For the first port, wave excitation is on by default.
5
Select the Activate slit condition on interior port check box.
6
Click Toggle Power Flow Direction.
Scattering Boundary Condition 1
1
In the Physics toolbar, click  Boundaries and choose Scattering Boundary Condition.
2
Select Boundaries 17 and 22 only.
Far-Field Domain 1
In the Physics toolbar, click  Domains and choose Far-Field Domain.
Materials
Material 1 (mat1)
1
In the Model Builder window, under Component 1 (comp1) right-click Materials and choose Blank Material.
2
In the Settings window for Material, locate the Material Contents section.
3
In the table, enter the following settings:
Property
Variable
Value
Unit
Property group
Relative permittivity
epsilonr_iso ; epsilonrii = epsilonr_iso, epsilonrij = 0
1
1
Basic
Relative permeability
mur_iso ; murii = mur_iso, murij = 0
1
1
Basic
Electrical conductivity
sigma_iso ; sigmaii = sigma_iso, sigmaij = 0
0
S/m
Basic
Mesh 1
1
In the Model Builder window, under Component 1 (comp1) right-click Mesh 1 and choose Build All.
2
Click the  Zoom In button in the Graphics toolbar, a couple of times to get a better view of the meshed structure.
Study 1
In the Home toolbar, click  Compute.
Results
Surface
1
In the Model Builder window, expand the Electric Field (emw) node, then click Surface.
2
In the Settings window for Surface, locate the Expression section.
3
In the Expression text field, type 20*log10(emw.normE).
4
In the Electric Field (emw) toolbar, click  Plot.
Arrow Surface 1
1
In the Model Builder window, right-click Electric Field (emw) and choose Arrow Surface.
2
In the Settings window for Arrow Surface, click Replace Expression in the upper-right corner of the Expression section. From the menu, choose Component 1 (comp1)>Electromagnetic Waves, Frequency Domain>Energy and power>emw.Poavr,emw.Poavz - Power flow, time average.
3
Locate the Coloring and Style section. From the Arrow length list, choose Logarithmic.
4
Select the Scale factor check box.
5
In the associated text field, type 0.004.
6
In the Electric Field (emw) toolbar, click  Plot.
7
Click the  Zoom Extents button in the Graphics toolbar.
Compare with the plot in Figure 2.
Radiation Pattern 1
Increase the resolution of the far field polar plot.
1
In the Model Builder window, expand the Results>2D Far Field (emw) node, then click Radiation Pattern 1.
2
In the Settings window for Radiation Pattern, locate the Evaluation section.
3
Find the Angles subsection. In the Number of angles text field, type 180.
4
Find the Reference direction subsection. In the x text field, type -1.
5
In the z text field, type 0.
6
In the 2D Far Field (emw) toolbar, click  Plot.
━━━━━━━━━━━━━━━━━━━━━━━━━━━━━━
Given instruction 1: Copy out the part of the listing that runs from the line containing "Please locate the tufted" through the line containing "[38, 116, 171, 140]", both of those lines included, reproducing each line without any change.

Entries on locating named things:
━━━━━━━━━━━━━━━━━━━━━━━━━━━━━━
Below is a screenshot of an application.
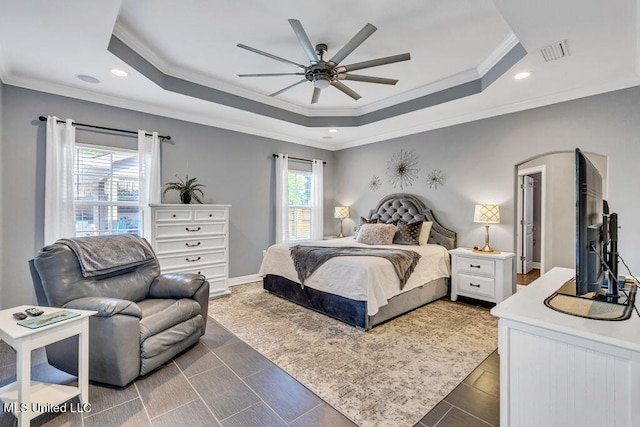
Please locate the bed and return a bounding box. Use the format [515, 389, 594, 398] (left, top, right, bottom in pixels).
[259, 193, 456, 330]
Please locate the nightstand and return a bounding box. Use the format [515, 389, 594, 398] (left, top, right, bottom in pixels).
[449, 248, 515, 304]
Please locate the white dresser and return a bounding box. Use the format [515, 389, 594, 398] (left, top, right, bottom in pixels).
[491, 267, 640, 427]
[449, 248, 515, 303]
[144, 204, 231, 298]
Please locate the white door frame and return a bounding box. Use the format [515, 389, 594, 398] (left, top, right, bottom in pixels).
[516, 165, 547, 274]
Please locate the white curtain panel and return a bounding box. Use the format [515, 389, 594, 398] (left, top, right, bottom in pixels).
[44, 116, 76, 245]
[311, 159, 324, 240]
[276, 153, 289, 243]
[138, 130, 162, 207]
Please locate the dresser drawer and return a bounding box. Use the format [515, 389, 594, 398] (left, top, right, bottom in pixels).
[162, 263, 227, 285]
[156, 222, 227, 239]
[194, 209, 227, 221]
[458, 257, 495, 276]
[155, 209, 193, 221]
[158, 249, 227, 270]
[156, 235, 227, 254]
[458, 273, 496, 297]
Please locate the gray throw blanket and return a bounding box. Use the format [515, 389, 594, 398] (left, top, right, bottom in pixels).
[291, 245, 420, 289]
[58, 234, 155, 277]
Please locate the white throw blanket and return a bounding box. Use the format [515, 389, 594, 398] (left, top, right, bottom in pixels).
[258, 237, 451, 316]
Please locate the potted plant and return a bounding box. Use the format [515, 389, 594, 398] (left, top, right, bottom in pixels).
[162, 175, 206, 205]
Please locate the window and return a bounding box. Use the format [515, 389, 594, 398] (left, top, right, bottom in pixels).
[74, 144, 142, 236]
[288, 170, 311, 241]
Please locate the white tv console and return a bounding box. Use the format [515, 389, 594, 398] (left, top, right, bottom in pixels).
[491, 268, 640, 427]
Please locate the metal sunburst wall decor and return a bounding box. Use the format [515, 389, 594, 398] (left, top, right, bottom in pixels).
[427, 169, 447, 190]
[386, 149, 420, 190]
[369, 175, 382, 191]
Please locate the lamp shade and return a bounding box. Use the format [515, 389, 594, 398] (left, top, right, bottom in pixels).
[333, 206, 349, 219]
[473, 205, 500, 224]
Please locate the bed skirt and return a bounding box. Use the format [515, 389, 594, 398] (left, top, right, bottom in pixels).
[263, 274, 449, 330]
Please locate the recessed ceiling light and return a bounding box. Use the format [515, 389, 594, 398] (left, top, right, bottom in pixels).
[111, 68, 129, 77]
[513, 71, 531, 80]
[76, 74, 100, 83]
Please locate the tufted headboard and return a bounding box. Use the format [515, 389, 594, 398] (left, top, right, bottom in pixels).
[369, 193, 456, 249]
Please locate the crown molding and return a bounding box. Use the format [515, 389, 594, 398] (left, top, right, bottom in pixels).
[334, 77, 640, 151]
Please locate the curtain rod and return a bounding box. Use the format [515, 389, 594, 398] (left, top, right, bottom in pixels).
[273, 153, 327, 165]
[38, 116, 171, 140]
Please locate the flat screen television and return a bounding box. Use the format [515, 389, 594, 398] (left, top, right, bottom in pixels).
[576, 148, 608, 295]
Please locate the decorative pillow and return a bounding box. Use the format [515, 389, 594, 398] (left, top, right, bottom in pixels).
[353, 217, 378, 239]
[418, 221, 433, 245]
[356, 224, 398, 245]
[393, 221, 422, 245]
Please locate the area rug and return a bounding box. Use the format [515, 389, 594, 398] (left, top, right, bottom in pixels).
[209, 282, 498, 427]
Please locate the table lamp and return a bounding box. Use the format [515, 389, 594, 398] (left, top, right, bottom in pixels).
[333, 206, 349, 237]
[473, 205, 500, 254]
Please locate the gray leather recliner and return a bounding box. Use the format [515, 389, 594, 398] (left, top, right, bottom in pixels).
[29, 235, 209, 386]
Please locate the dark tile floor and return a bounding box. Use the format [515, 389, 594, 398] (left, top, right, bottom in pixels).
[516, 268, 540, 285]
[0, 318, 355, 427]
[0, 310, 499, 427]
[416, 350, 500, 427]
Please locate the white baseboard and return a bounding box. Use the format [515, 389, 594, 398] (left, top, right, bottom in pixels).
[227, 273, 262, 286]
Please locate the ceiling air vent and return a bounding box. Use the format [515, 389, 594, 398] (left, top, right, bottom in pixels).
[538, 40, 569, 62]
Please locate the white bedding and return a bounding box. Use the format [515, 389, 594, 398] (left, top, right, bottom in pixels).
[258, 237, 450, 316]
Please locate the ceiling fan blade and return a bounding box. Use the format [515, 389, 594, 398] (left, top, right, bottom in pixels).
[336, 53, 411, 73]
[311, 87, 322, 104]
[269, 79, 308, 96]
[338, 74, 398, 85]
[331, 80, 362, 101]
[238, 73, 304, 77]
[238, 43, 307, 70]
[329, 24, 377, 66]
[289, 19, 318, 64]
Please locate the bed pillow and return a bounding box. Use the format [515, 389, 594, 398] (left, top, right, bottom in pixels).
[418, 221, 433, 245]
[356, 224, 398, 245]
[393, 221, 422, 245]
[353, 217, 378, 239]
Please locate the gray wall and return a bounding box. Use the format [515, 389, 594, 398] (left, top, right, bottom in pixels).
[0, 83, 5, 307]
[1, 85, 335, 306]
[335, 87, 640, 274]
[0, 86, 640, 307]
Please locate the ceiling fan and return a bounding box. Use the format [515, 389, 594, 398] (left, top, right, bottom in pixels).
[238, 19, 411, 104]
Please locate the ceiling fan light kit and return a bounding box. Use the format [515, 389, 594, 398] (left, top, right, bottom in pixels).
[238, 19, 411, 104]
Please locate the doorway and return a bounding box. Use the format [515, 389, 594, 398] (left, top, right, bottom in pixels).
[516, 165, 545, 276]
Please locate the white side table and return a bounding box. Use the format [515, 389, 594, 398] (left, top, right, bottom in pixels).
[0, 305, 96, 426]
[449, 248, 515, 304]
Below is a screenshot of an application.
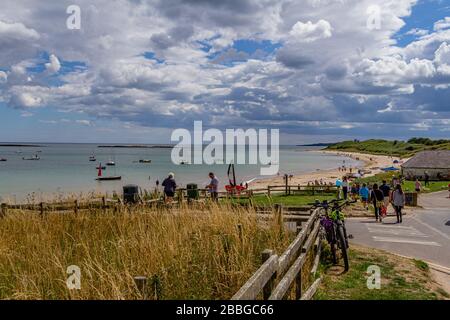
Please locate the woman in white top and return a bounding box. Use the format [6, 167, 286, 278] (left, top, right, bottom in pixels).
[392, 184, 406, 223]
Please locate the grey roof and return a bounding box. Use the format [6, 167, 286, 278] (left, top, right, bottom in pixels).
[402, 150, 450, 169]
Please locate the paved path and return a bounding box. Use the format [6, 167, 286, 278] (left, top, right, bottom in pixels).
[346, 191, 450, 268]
━━━━━━━━━━━━━━━━━━━━━━━━━━━━━━
Given instruction 2: According to the software instructions, what value is typed in the Number of angles text field for the radiation pattern?

Full output 1:
Please locate the tufted headboard and return a bounding box. Use the format [515, 389, 594, 398] (left, top, right, bottom in pixels).
[369, 193, 456, 249]
Please locate the crown molding and return a bounding box. Use the format [515, 389, 594, 398] (left, top, right, bottom in pixels).
[334, 77, 640, 151]
Please locate the curtain rod and return a bounding box. Use the format [515, 389, 594, 398] (left, top, right, bottom in pixels).
[273, 153, 327, 165]
[38, 116, 171, 140]

Full output 2: 180